* [SELECTED TEXT]:
- - - - - - -
Season 15, Episode 12: The War At Home
There is a general phenomenon within many historical empires in which the policies used to govern distant conquered lands frequently migrate to the home provinces, where they are often deployed against the principle citizens of the empire themselves. To what degree this was already occurring in Japan before the Showa Period is debatable but the Imperial Japanese Army’s statebuilding practices in Manchukuo arrived in the home islands in 1938 in the form of the State General Mobilization Law. To understand both this law and its effect on everyday Japanese citizens, we must first look at the process of statecraft in Manchukuo, beginning in 1932.
Aisin-Gioro Puyi was not happy when he was informed that the State of Manchuria, over which he had been promised to be made a royal sovereign, was, in fact, going to be organized as a republic with him acting in the role of chief executive. However, two years of fighting an active Chinese insurgency in northeast China eventually convinced his handlers in the Imperial Japanese Army that Manchukuo needed a firmer hand in the form of a more familiar type of government. It was also clear by 1934 that the more liberal world powers were not fooled by the Japanese government’s propaganda that Manchukuo would be a democratically-organized state with all the modern liberal trappings of governance. They may as well just call it what it actually was. On March 1, 1934, after some reorganization of the proposed government structure, Puyi was declared the official sovereign of the State of Manchuria. To assist in his governance, a Privy Council was formed, along with a General Affairs State Council, which functioned as a sort of cabinet of ministers. Every minister appointed to this council was a local - all Han or Manchu who were longtime residents of northeast China. However, this was something of a smokescreen for legitimacy; every vice-minister was Japanese and was appointed directly at the discretion of the Kwantung Army.
The commander-in-chief of the Kwantung Army was made to serve simultaneously as the ambassador representing Manchukuo. In addition to his dual responsibilities, he also had veto power over Puyi’s decisions. This last point was an especially bitter pill for Puyi, who managed to convince his Japanese patrons to grant him the title of emperor, which they grudgingly accepted. However, they insisted that he was not an emperor in the same vein as the Japanese emperor, who was his rightful overlord and sovereign.
The Kwantung Army proceeded to take over pretty much every aspect of day-to-day management in Manchukuo, particularly its economic development. Their primary objective was to transform this rural, agrarian region into an industrial powerhouse capable of producing the raw materials which would be needed in future wars. The objective of autarky - a self-sustained and self-reliant national economy - was always front and center. In the first few years, the army forbade the involvement of zaibatsu conglomerates, who were seen by ultranationalist elements as part of the corruption which was hindering Japan’s natural ascendancy as the rightful rulers over all east Asia. Thus the focus was on building industries which were useful for supplying materiel to the empire’s armed forces, rather than the creation of profitable goods.
- - - - - - -
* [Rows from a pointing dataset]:
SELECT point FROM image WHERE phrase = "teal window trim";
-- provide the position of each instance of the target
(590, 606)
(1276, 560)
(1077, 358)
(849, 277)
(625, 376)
- - - - - - -
* [SET TASKS]:
A – Reproduce every line of the pointing-dataset rows above verbatim, without changing any character.
B – Continue the passage on the Kwantung Army's rule in Manchukuo by writing what comes next after its final sentence.

* [ANSWERS TO THE TASKS]:
A –
SELECT point FROM image WHERE phrase = "teal window trim";
-- provide the position of each instance of the target
(590, 606)
(1276, 560)
(1077, 358)
(849, 277)
(625, 376)

B –
However, the lack of private capital involvement left the government footing the bill for factories, material extraction, and labor. Recognizing that they would need some specialized political and economic assistance, the Kwantung Army looked to a rising star in Japan’s Ministry of Commerce and Industry named Kishi Nobusuke. They liked the way he thought.
In the course of his employment with the Ministry of Commerce and Industry, Kishi Nobusuke had traveled the world learning about the economic and industrial systems of other nations and returned to Japan singing the praises of those nations in which the state directed the course of the economy, a system known as central planning. In more recent years, he had been singing the praises of Nazi Germany, suggesting that Japan should follow their example and seize private industry in order to repurpose their productivity toward the objectives of the state. In 1935 the Kwantung Army leadership appointed him as Manchukuo’s Vice Minister of Industrial Development and gave him extreme latitude in his policies.
In 1936, Nobusuke authored a five-year plan for Manchukuo which had striking similarities to the five-year plan which Joseph Stalin had implemented in the Soviet Union six years earlier. The objectives of both plans were roughly the same; a rapid establishment of an industrialized economy which could produce all the necessary resources to make war like coal, electricity, and steel. To accelerate this plan, he allowed the zaibatsu conglomerates to invest in Manchukuo’s industrialization through the creation of several companies which were both publicly and privately owned. These companies attracted massive investments from zaibatsu supporters, and Nobusuke helped them to maximize profitability by suppressing wages well below what a worker would need as a living wage.
In 1937, the Second Sino-Japanese War began and in the name of supporting the war effort, Kishi Nobusuke authorized drafting large numbers of local subjects as slave labor, arguing that this war represented a national emergency and that this measure was necessary to ensure that the five-year plan stayed on track and returns guaranteed for private investors. This monstrous policy would stay in place until 1944, and would force around one point five million Chinese workers into slavery every year it was enforced.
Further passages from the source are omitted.